▶ _Records shown_
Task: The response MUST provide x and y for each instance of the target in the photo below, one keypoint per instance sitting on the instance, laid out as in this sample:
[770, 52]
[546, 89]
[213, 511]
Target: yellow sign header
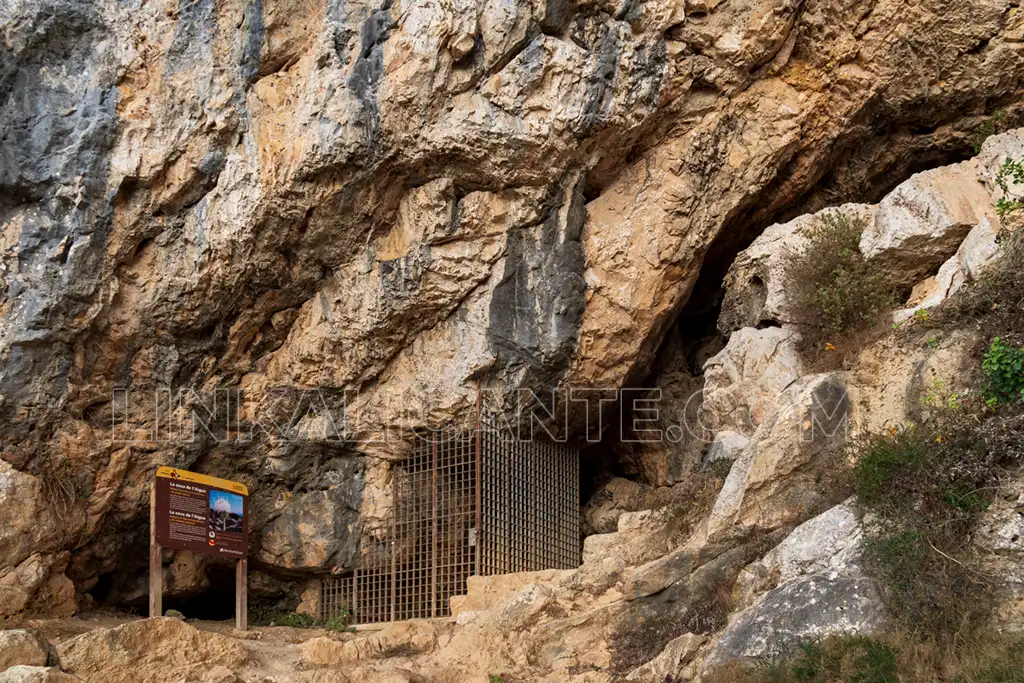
[196, 477]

▶ _What is needed_
Set down the entries word for word, omitting all pictures.

▶ _Answer below_
Task: The response MUST provide x and y for each instance of the target in the photo below, one keypoint per instance sitting on the instance, laid out as in this sample:
[770, 52]
[546, 89]
[213, 511]
Target: yellow sign header
[196, 477]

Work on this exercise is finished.